Мне удалось установить историю создания этого дневника, перевести сам дневник, и сейчас предлагаю его советскому читателю. В этой, третьей, части книги будет говорить в основном «взбунтовавшийся дак».
Я позволил себе только отдельные, необходимые, на мой взгляд, комментарии. Произведены также сокращения текста, не имеющего прямого отношения к настоящей книге.
Зима 1943 года в Западных горах была очень тяжелой. Бесконечные снегопады, бури, заносы. Особенно разбушевалась она в декабре. С декабрьского вьюжного вечера и начинается дневник Петру Грозы.
Он был написан в бухарестской тюрьме для политических преступников Malmaison[41]
(Мальмезон) зимой 1943/44 года. Среди тюремных надзирателей находились люди, знавшие Грозу как «господина министра», как одного из самых популярных политических деятелей страны. Они тайно снабжали его бумагой, чернилами и уносили на волю исписанные листы. Гроза писал дневник в двух экземплярах. Один экземпляр переправлял на волю, другой оставлял себе. Таким образом, текст сохранился полностью, а когда Красная Армия освободила Румынию, дневник был срочно напечатан «Арлусом» — «Румынским обществом по укреплению дружественных связей с СССР» — в издательстве «Cartea Rusa» («Русская книга») в апреле 1945 года. Гроза назвал свой дневник «In umbra celulei» — «Во мраке тюремной камеры». Еще в тюрьме Гроза снабдил его первую страницу латинским изречением «Lux in tenebris lucet» — «Свет и в темноте свет».С 1945 года дневник Петру Грозы не переиздавался.
…Дети приезжают по одному на рождественские каникулы. Мы радуемся друг другу, а в глубине души каждый таит тревогу: страшную угрозу песет человечеству эта война, которая, кажется, будет продолжаться вечно. Дыхание войны гасит даже самые неприметные искорки тлеющего счастья. Каждого душат тиски страдания, охватившего все человечество…
Прошло несколько дней с тех пор, как один из верных моих товарищей принес весть о надвигающейся опасности. Круг борцов, охваченных тревогой и заботами о судьбе нашего народа и всего человечества, становится все уже, он сломан. Друзья падают и падают один за другим…
Люди с чистой совестью — интеллигенты, хлебопашцы и рабочие, закаленные в справедливой борьбе за улучшение жизни своих собратьев, стальные, цельные люди, бьются о скалу невежества и злонамеренности. Эта скала — государственный аппарат, который еще поддерживается дрожащими руками бездарных, преступных и напыщенных правителей.

○ ○ ○ ○ ○ ○ ○

Задача: Продолжите отрывок о дневнике Петру Грозы, начав сразу после его последнего предложения. Приведенный далее перечень никак не связан с отрывком о дневнике Петру Грозы.

○ ○ ○ ○ ○ ○ ○

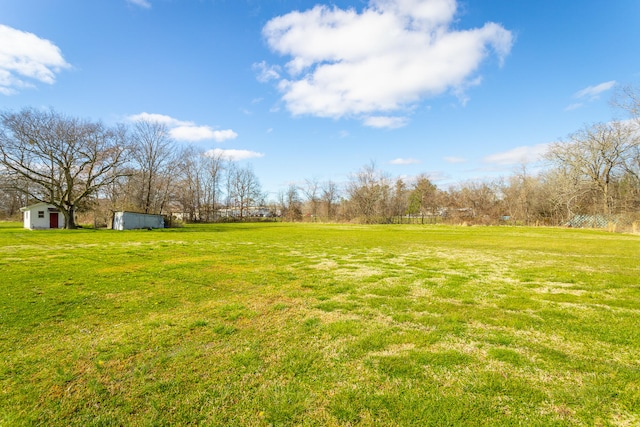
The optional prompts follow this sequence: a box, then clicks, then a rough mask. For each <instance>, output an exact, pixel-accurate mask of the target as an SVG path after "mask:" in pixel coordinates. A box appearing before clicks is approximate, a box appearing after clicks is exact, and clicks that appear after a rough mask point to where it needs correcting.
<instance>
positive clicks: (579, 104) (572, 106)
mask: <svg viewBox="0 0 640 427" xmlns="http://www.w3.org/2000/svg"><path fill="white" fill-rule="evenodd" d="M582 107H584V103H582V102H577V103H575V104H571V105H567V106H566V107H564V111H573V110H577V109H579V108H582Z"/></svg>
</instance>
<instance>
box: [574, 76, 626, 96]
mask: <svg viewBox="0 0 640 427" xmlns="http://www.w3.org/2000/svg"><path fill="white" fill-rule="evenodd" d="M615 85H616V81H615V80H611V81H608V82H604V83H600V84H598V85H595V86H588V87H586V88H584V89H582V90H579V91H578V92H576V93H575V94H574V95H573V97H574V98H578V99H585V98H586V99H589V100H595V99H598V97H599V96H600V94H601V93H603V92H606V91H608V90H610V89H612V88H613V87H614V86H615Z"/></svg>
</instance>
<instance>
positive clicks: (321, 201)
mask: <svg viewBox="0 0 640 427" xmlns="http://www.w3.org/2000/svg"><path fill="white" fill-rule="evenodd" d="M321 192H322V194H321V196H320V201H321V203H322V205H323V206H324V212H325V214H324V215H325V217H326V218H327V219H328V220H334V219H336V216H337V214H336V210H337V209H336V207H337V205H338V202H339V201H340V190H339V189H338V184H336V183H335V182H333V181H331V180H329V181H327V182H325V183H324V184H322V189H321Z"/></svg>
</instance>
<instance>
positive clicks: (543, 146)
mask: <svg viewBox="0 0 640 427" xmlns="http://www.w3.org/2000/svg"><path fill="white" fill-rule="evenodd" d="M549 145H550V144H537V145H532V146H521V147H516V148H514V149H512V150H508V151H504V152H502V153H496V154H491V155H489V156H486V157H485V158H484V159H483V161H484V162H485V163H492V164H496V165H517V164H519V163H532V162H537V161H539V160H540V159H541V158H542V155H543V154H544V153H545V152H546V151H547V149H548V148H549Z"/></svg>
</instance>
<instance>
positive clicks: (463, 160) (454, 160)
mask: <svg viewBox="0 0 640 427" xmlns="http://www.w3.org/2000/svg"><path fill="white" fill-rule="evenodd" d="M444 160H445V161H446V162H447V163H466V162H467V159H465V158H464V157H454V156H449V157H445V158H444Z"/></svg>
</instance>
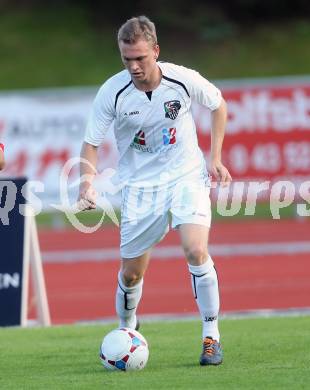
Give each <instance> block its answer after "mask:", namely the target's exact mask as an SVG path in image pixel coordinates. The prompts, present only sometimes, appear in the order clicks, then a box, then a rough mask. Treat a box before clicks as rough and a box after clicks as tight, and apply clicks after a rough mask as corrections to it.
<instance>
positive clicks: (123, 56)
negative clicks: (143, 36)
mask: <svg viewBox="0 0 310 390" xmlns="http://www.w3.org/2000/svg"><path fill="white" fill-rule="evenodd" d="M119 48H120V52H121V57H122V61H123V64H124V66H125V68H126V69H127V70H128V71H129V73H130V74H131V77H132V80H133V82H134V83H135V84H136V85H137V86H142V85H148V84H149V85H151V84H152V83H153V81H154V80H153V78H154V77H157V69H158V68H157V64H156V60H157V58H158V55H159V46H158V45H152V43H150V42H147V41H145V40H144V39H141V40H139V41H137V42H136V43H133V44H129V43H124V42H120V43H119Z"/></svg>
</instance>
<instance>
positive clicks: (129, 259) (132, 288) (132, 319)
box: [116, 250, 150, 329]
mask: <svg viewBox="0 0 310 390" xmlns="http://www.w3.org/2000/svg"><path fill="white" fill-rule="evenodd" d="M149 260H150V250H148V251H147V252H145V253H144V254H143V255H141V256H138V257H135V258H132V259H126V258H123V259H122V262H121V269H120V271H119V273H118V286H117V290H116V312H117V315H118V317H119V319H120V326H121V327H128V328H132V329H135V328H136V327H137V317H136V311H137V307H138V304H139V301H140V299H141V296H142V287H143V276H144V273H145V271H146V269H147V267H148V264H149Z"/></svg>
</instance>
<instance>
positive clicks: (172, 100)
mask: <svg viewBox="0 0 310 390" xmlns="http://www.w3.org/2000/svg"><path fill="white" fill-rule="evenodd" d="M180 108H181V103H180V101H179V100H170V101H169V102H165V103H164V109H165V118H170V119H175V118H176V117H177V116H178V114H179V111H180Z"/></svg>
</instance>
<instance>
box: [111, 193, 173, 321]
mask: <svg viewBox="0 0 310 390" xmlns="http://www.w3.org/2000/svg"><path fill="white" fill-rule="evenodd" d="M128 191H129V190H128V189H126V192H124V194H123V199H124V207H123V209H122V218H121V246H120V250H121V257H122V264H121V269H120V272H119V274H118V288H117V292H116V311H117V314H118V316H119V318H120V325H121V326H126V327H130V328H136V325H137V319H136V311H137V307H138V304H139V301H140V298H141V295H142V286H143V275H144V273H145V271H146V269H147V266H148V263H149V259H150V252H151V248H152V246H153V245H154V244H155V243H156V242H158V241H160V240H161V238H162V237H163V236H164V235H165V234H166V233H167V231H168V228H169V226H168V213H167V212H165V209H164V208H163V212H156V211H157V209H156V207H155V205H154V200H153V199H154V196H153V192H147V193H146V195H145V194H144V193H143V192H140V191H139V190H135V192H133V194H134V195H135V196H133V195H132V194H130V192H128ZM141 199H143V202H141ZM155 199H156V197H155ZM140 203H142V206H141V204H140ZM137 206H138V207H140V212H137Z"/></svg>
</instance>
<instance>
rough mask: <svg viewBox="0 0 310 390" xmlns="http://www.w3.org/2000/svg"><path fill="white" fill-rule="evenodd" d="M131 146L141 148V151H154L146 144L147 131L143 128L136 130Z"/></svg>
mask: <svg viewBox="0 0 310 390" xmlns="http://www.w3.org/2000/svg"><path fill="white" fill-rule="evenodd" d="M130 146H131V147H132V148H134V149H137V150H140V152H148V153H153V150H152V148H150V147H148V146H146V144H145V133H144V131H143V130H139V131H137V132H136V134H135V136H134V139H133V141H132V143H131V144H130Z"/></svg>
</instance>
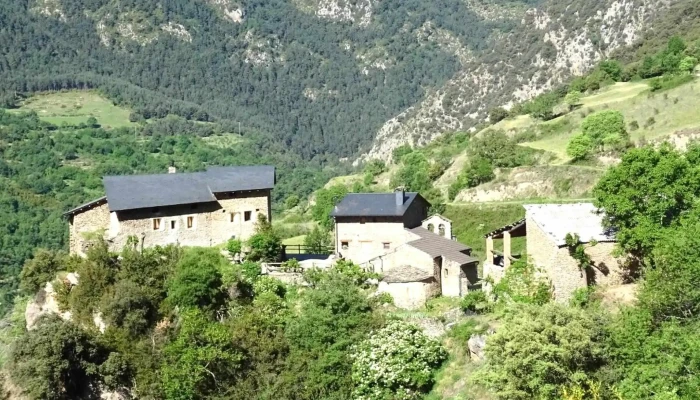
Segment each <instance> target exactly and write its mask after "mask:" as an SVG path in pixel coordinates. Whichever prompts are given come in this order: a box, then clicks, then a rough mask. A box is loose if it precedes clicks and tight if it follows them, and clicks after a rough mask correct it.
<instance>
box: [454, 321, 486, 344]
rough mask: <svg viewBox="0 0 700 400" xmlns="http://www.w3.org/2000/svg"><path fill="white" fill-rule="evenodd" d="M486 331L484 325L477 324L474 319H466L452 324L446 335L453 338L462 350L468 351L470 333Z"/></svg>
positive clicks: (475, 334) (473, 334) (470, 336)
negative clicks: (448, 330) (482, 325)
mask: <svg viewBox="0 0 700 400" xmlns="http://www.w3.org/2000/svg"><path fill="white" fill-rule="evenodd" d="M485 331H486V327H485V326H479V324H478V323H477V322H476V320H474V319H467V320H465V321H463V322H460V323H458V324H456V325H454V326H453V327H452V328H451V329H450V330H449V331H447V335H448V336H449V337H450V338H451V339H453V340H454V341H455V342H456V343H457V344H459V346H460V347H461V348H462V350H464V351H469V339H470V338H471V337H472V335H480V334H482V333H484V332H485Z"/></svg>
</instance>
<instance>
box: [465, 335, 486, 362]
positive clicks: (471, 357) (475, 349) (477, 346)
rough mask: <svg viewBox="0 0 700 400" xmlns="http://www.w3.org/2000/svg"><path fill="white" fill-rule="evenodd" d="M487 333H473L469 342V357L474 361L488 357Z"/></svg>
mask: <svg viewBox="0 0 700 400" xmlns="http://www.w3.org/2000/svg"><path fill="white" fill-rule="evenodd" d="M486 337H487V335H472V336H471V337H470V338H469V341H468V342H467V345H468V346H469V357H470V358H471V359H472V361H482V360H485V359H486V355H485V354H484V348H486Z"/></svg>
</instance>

○ ○ ○ ○ ○ ○ ○

Ответ:
Судебные процессы, волны подозрения и ненависти в союзе с работающей адской машиной выжимания «компрометирующего материала» — все мобилизовано для того, чтобы сломить самых близких мне людей. Делается все, чтобы и я сам ежедневно и ежечасно чувствовал, как сужается круг и что угроза ареста становится реальной и для меня.
Мой добрый товарищ добывает информацию и материал, я понимаю, что пришел и мой час…»
На протяжении долгих лет борьбы, завязывая связи с политическими деятелями самого различного толка, Гроза проявлял исключительную бдительность и осторожность. Первая запись в его тюремном дневнике говорит именно об этом. Он часто применял выражение «сделать на час раньше». И в этом случае, зная уже точно, что его арестуют, Гроза старается «на час раньше» посидеть с детьми и собирается в Бухарест, чтобы жандармы не нагрянули в его дом ночью и не напугали семью. Пусть арестуют его на вокзале, в поезде, в Бухаресте, но не дома.
Он отодвинул занавеску, увидел, что буря усилилась, и сказал своим:
— Меня никто не должен провожать, в такую непогоду не надо выходить, я пойду до поезда сам.
— А если из-за погоды поезда не идут? — спросила жена.
— В военное время поезда не имеют права задерживаться из-за снега…
— Папа, подожди, мы ведь не спели рождественскую песню! Посмотри, какую мы приготовили звезду.
Мальчики побежали на второй этаж и притащили огромную рождественскую пятиконечную звезду с колокольчиками, с иконой богородицы в центре, украшенную ветками елки, эдельвейсами и еще какими-то сухими желтыми цветами.
— Молодцы, ребята, молодцы! — Гроза обнял сыновей и запел вместе с ними старинную рождественскую песню. Запели и девочки и жена.
Песня прославляла путеводную звезду волхвов.
Что же принесет эта звезда миру в наступающем году? Сколько лет уже дети поют под окнами песню о надежде? Ходят со звездой и зовут мессию спуститься на землю и облегчить людям жизнь. Прошло уже больше полувека с тех пор, как и Гроза ходил с такой звездой, а потом задавал отцу, тетушке Асинефте, матери и самому себе этот наивный вопрос о мессии. Вот бушует война, убивают людей, а бедные детишки пойдут снова в колинды[42]
с этой звездой, с песней о мессии.На вокзале Девы темно, в тесном зале копошатся люди. О том, как их много, можно представить себе по густому, едкому запаху пота.
Гроза садится в первый проходящий поезд на Бухарест.